# TASKS TO PERFORM:
A) According to the cOmicsArt visualization text, what two visualization types does cOmicsArt use?
B) Continue the cOmicsArt visualization text from the point where it stops.

# SOURCE DOCUMENT:
····················
An example how to adjust this, is shown in the pca plot example in the last step.

6. Visualization

After the analysis is done, the results are visualized. This part of the code is not outsourced to a function, but directly written in the code, as it is usually the part that is most adjusted. Still, the parameters are assigned beforehand, allowing changes with relative ease. There are two visualization types in cOmicsArt, using ggplot2 and using ComplexHeatmap. These parts can be adjusted following their respective documentation. Also, there exists gallerys and other useful resources, where one can screen for what they search for visually and get the particular code snippets:

From own experience, we can also recommend LLMs such as ChatGPT to help to adjust the plotting commands. The code for a typical ggplot2 visualization will look like this:

# Function plot_pca
# Assign variables from parameter list or default values
x_axis <- parameters$PCA$x_axis
y_axis <- parameters$PCA$y_axis
color_by <- parameters$PCA$color_by
title <- parameters$PCA$title
show_loadings <- parameters$PCA$show_loadings
plot_ellipses <- parameters$PCA$plot_ellipses
entitie_anno <- parameters$PCA$entitie_anno
tooltip_var <- parameters$PCA$tooltip_var


# Plot the PCA plot using the principal components chosen in x_axis and y_axis.
····················
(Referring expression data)

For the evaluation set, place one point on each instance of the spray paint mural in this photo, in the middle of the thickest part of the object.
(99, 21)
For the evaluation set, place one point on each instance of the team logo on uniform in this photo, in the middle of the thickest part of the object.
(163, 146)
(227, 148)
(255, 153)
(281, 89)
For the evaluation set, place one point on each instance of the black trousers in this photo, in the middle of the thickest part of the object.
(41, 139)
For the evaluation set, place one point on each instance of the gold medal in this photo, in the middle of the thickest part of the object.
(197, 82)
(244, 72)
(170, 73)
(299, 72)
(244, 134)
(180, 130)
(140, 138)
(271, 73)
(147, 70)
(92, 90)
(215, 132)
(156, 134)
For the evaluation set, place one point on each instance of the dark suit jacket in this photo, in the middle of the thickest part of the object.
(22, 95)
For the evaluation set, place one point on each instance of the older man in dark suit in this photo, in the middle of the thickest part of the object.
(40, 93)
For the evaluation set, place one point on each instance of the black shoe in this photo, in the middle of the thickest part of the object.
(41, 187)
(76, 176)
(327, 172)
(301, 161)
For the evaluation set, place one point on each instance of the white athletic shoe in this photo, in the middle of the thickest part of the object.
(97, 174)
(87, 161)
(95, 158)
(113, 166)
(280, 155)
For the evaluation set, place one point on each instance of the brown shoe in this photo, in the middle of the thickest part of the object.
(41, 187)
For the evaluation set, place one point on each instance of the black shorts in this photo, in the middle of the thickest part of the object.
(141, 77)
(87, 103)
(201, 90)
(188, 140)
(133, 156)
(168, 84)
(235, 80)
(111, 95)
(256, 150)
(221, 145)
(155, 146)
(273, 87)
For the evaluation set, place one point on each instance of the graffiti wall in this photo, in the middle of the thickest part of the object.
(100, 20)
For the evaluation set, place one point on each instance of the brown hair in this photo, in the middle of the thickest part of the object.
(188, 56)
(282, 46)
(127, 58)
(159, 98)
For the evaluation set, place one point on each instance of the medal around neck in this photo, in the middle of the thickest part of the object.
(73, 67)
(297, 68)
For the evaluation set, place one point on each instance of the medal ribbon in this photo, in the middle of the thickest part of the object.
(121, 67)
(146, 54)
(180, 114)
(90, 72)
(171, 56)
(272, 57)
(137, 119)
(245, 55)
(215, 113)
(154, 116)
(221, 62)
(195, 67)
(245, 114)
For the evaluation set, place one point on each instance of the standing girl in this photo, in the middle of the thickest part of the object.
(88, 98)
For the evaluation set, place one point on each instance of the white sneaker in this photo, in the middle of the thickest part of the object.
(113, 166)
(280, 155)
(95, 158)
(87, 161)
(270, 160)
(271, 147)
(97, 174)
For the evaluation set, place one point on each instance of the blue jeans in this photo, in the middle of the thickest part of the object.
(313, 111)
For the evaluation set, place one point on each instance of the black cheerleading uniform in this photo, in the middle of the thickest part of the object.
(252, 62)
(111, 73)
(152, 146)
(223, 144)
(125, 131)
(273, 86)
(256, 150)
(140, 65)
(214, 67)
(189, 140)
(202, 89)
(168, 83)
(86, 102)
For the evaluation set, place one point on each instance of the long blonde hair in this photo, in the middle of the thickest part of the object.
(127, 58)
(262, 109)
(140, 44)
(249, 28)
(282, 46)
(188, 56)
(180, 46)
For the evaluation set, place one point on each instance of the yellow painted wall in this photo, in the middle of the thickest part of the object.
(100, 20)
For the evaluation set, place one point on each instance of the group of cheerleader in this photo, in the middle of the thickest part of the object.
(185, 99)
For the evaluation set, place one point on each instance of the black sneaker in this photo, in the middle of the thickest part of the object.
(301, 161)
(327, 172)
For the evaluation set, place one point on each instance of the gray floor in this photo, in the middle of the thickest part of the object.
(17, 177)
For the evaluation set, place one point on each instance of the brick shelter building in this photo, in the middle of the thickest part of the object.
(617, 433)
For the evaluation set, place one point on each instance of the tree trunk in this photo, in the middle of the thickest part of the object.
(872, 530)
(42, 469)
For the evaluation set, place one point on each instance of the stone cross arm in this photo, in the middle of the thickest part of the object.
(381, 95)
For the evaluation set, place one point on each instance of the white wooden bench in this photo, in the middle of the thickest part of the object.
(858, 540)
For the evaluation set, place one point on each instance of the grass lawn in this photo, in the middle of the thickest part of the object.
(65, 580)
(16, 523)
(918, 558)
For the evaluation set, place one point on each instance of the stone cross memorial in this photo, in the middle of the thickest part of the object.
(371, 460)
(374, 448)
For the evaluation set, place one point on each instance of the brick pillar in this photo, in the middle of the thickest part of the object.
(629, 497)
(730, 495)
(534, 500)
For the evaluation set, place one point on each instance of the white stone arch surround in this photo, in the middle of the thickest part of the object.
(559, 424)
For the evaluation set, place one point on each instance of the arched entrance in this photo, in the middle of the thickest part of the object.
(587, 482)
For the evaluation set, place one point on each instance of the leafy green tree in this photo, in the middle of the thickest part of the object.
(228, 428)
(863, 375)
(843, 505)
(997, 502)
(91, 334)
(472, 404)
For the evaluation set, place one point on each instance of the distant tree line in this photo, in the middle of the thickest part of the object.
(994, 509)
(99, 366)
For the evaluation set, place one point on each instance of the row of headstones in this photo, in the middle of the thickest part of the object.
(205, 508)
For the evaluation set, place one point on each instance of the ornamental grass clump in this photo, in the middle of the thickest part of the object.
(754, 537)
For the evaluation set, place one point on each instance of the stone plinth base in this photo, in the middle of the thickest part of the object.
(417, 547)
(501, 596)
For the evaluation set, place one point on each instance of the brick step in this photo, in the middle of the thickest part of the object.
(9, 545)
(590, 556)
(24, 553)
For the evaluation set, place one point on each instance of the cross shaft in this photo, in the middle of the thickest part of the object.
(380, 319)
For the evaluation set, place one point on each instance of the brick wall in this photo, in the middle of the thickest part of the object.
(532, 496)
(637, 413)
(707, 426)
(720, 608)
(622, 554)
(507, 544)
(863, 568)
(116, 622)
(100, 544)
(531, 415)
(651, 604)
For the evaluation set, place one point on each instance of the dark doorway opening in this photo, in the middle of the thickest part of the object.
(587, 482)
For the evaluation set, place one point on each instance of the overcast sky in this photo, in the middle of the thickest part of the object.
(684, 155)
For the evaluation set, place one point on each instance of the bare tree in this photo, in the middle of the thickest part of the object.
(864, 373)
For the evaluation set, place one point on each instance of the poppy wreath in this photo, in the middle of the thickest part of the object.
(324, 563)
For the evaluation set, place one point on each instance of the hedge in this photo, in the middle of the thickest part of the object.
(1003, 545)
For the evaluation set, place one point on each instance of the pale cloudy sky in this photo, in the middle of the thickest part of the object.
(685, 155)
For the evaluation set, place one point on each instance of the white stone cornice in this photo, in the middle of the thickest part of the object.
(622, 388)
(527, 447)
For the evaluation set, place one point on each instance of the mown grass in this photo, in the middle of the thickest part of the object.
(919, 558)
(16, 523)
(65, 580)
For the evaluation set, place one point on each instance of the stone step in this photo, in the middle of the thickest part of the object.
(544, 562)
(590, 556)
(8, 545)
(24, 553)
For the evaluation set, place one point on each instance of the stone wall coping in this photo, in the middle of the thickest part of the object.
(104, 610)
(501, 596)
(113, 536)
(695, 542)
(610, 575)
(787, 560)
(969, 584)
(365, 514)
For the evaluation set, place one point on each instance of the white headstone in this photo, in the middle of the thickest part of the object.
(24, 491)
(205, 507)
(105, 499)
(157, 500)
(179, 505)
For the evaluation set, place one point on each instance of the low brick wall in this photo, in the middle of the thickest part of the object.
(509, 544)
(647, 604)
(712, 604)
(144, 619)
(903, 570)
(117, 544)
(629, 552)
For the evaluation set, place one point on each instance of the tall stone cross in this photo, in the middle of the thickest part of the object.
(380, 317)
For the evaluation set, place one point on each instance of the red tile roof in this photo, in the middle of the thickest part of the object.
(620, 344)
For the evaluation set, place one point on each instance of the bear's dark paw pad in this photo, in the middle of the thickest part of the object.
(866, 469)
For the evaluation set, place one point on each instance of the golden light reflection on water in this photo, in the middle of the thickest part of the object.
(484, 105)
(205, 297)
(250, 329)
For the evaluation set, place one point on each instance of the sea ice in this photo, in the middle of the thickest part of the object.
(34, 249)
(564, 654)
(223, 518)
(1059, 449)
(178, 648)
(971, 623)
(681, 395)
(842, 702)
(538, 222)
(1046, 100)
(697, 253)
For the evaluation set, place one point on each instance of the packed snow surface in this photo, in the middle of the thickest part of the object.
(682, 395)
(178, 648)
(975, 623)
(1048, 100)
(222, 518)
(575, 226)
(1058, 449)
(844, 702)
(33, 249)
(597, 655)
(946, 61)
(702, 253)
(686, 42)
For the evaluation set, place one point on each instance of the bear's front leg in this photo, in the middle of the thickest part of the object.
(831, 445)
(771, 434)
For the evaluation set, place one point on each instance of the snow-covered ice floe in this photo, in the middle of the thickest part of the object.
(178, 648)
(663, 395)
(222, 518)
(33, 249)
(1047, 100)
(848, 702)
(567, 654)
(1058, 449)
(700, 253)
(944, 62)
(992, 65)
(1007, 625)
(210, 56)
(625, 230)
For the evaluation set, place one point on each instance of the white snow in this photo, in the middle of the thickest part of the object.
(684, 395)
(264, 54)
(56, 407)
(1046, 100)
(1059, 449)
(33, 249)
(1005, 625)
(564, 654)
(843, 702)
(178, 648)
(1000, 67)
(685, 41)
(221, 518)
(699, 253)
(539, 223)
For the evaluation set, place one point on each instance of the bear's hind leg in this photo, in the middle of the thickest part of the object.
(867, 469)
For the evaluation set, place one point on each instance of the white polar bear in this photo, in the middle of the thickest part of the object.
····················
# ANSWER LIST:
A) ggplot2 and ComplexHeatmap.

B)
# Parameters:
#   pca: PCA object, generated from the data with prcomp
#   pcaData: data.frame, data with the PCA data
#   percentVar: numeric, percentage of variance explained by each PC
#   x_axis: str, name of the column in pcaData to use as x-axis, "PC1" or other PCs
#   y_axis: str, name of the column in pcaData to use as y-axis, "PC2" or other PCs
#   color_by: str, name of the sample data to group the samples by
#   title: str, title of the plot
#   show_loadings: bool, whether to show the loadings on top of the PCA plot
#   entitie_anno: str, what to name the loadings after, part of the rowData
#   tooltip_var: str, name of the column in pcaData to use as tooltip, Only useful
#     when using ggplotly to make the plot interactive. For this wrap the final plot
#     in ggplotly(final_plot).
# Returns:
#   ggplot object, PCA plot

coloring <- prepare_coloring_pca(pcaData, color_by)
color_theme <- coloring$color_theme
pcaData <- coloring$pcaData
if(!is.null(tooltip_var)){
  adj2colname <- gsub(" ",".",tooltip_var)
  pcaData$chosenAnno <- pcaData[,adj2colname]
} else{
  pcaData$chosenAnno <- pcaData$global_ID
}
# Plotting routine
pca_plot <- ggplot(
    pcaData,
    mapping = aes(
      x = pcaData[,x_axis],
      y = pcaData[,y_axis],
      color = pcaData[,color_by],
      label = global_ID,
      global_ID = global_ID,
      chosenAnno = chosenAnno
    )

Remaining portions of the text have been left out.